TEXT SHOWN:
══════════════════════════════

BigQuery Dataset
===============

The Asteroid Institute maintains a BigQuery instance of the Small Bodies Node (SBN) replica of the Minor Planet Center database. The SBN provides replication services for the MPC database (see https://sbnmpc.astro.umd.edu/MPC_database/replication-info.shtml), and the Asteroid Institute maintains a BigQuery instance of this replica.

The dataset is available through Google Cloud's Analytics Hub and requires subscription to two listings:

1. `Main MPC Dataset <https://console.cloud.google.com/bigquery/analytics-hub/exchanges/projects/492788363398/locations/us/dataExchanges/asteroid_institute_mpc_replica_1950545e4f4/listings/asteroid_institute_mpc_replica_1950549970f>`_
2. `Clustered Views Dataset <https://console.cloud.google.com/bigquery/analytics-hub/exchanges/projects/492788363398/locations/us/dataExchanges/asteroid_institute_mpc_replica_1950545e4f4/listings/asteroid_institute_mpc_replica_views_195054bbe98>`_

Dataset Scale and Storage
----------------------

The MPC dataset is substantial in size, which contributes to both its power and the importance of careful query optimization. For example, the primary observations table ``public_obs_sbn`` contains:

- **Row Count**: Over 479 million observations (479,055,827 rows)
- **Logical Size**: 181.44 GB of data
- **Physical Storage**: 
  - Current: 28.82 GB (compressed)
  - Total: 411.68 GB (including time travel and system snapshots)

This scale enables powerful analyses but also means that full table scans can quickly consume significant query resources. Understanding these numbers is crucial for:

- **Query Performance**: The large row count means indexes and query optimization are essential
- **Cost Management**: Scanning the full observations table processes ~181 GB of data (~$0.90 at standard pricing). However, you rarely need all columns.

Dataset Access
------------

To access the dataset:

1. Create a Google Cloud Platform account if you don't have one
2. Visit the Analytics Hub listings using the links above
3. Subscribe to both the main dataset and the views dataset
4. Note the dataset IDs from your subscriptions - you'll need these to initialize the client

After subscribing, you'll receive two dataset IDs that you'll use to initialize the ``BigQueryMPCClient``:

.. code-block:: python

    from mpcq.client import BigQueryMPCClient

    client = BigQueryMPCClient(
        dataset_id="your_subscribed_main_dataset_id",
        views_dataset_id="your_subscribed_views_dataset_id"

══════════════════════════════

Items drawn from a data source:
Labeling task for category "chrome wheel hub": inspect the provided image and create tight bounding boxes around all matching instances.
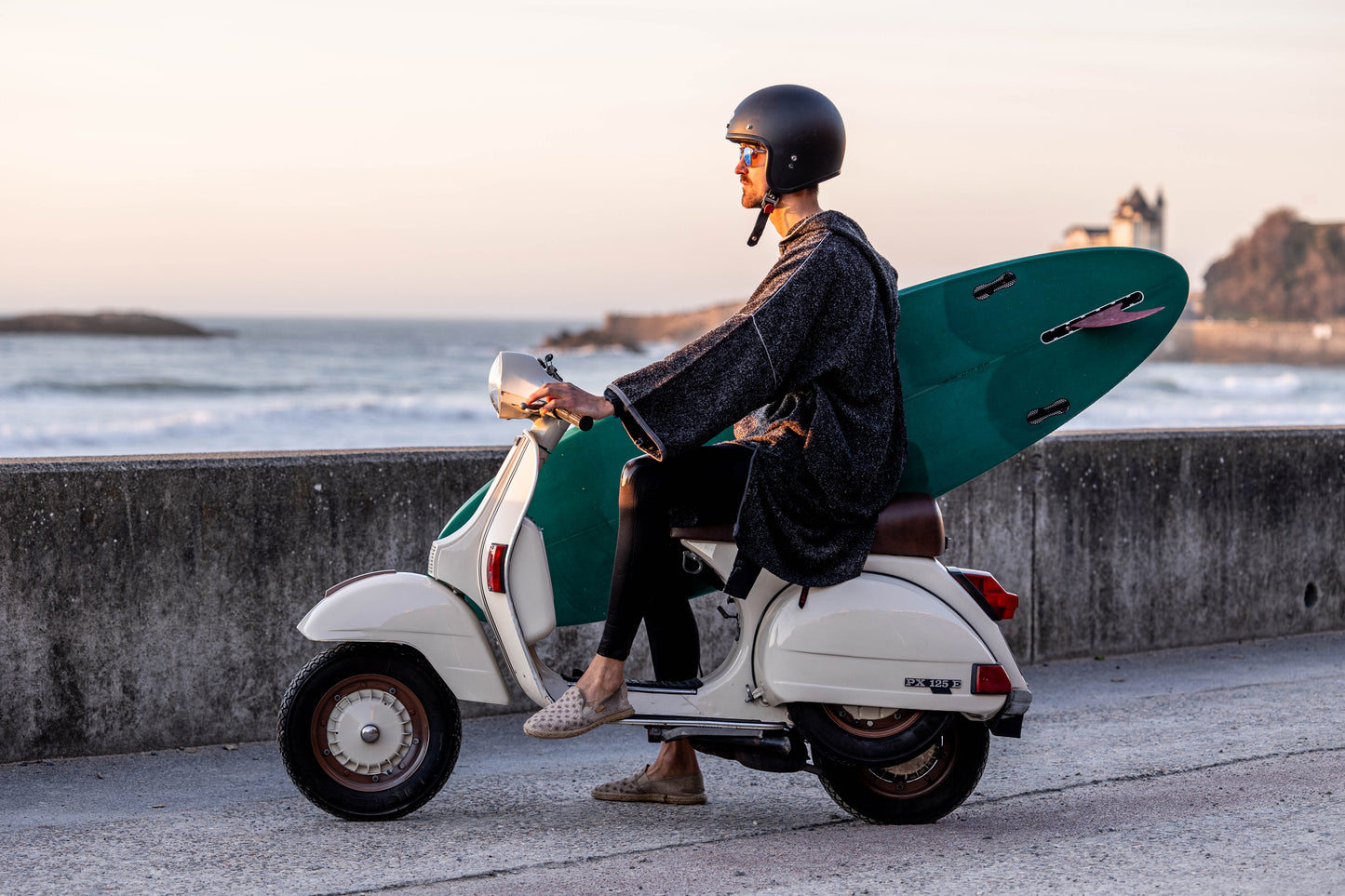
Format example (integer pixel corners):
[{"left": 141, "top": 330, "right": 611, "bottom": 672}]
[{"left": 327, "top": 688, "right": 413, "bottom": 775}]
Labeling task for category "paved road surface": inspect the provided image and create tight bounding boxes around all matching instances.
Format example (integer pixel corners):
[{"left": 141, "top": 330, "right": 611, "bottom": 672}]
[{"left": 0, "top": 634, "right": 1345, "bottom": 896}]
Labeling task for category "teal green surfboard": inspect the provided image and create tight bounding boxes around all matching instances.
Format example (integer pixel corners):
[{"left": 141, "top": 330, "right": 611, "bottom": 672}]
[{"left": 444, "top": 247, "right": 1189, "bottom": 625}]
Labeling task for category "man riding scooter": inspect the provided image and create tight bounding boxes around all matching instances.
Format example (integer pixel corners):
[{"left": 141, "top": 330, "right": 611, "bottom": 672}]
[{"left": 525, "top": 85, "right": 907, "bottom": 803}]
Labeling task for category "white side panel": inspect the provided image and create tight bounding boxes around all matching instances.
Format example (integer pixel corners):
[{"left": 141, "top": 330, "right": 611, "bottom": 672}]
[
  {"left": 864, "top": 555, "right": 1028, "bottom": 690},
  {"left": 505, "top": 516, "right": 556, "bottom": 645},
  {"left": 756, "top": 573, "right": 1004, "bottom": 717},
  {"left": 477, "top": 435, "right": 551, "bottom": 706},
  {"left": 299, "top": 573, "right": 508, "bottom": 703}
]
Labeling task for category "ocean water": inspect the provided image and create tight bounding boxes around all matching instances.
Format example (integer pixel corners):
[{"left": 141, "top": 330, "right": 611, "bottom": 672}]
[{"left": 0, "top": 313, "right": 1345, "bottom": 458}]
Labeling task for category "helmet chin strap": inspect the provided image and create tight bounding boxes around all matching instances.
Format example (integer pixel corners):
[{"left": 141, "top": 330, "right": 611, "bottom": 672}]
[{"left": 747, "top": 190, "right": 780, "bottom": 247}]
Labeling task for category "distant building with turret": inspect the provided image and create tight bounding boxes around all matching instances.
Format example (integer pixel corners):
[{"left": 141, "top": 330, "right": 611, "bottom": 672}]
[{"left": 1051, "top": 187, "right": 1163, "bottom": 251}]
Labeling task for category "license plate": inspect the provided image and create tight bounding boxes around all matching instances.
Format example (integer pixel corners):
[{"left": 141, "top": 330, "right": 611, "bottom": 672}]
[{"left": 907, "top": 678, "right": 962, "bottom": 690}]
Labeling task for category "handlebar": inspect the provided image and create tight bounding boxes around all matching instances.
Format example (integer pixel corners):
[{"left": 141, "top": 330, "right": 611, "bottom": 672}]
[{"left": 551, "top": 408, "right": 593, "bottom": 432}]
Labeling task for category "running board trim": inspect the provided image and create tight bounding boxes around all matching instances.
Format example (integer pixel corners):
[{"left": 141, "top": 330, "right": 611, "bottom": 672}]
[{"left": 622, "top": 715, "right": 786, "bottom": 732}]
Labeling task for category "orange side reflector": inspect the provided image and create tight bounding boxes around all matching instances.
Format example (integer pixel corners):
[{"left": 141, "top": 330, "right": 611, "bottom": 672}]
[{"left": 486, "top": 545, "right": 508, "bottom": 595}]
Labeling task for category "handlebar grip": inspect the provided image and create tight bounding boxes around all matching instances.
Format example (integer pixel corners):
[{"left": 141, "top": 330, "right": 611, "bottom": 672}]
[{"left": 553, "top": 408, "right": 593, "bottom": 432}]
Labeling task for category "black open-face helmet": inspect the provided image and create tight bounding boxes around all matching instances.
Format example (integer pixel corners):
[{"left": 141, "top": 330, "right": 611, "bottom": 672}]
[{"left": 726, "top": 84, "right": 844, "bottom": 247}]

══════════════════════════════

GOAL A: Using the BigQuery Dataset text, decide whether each statement agrees with it: (i) the primary observations table holds more than 479 million rows; (ii) the table's current compressed physical storage is 181.44 GB; (iii) access to the dataset requires a subscription to only one listing. For each, answer yes or no and quote the deciding words.
GOAL B: Duplicate the passage of the BigQuery Dataset text that begins at the words "The MPC dataset" and stops after "observations (479,055,827 rows)".
GOAL C: Condense the paragraph of the BigQuery Dataset text that opens with "The Asteroid Institute maintains a BigQuery instance" into a shorter version that keeps its main facts.

TASK RESPONSE A:
(i) Yes: "Over 479 million observations (479,055,827 rows)"
(ii) No: "Current: 28.82 GB (compressed)"
(iii) No: "requires subscription to two listings"

TASK RESPONSE B:
The MPC dataset is substantial in size, which contributes to both its power and the importance of careful query optimization. For example, the primary observations table ``public_obs_sbn`` contains:

- **Row Count**: Over 479 million observations (479,055,827 rows)

TASK RESPONSE C: The Small Bodies Node (SBN) provides replication services for the Minor Planet Center (MPC) database (see https://sbnmpc.astro.umd.edu/MPC_database/replication-info.shtml). The Asteroid Institute maintains a BigQuery instance of this SBN replica.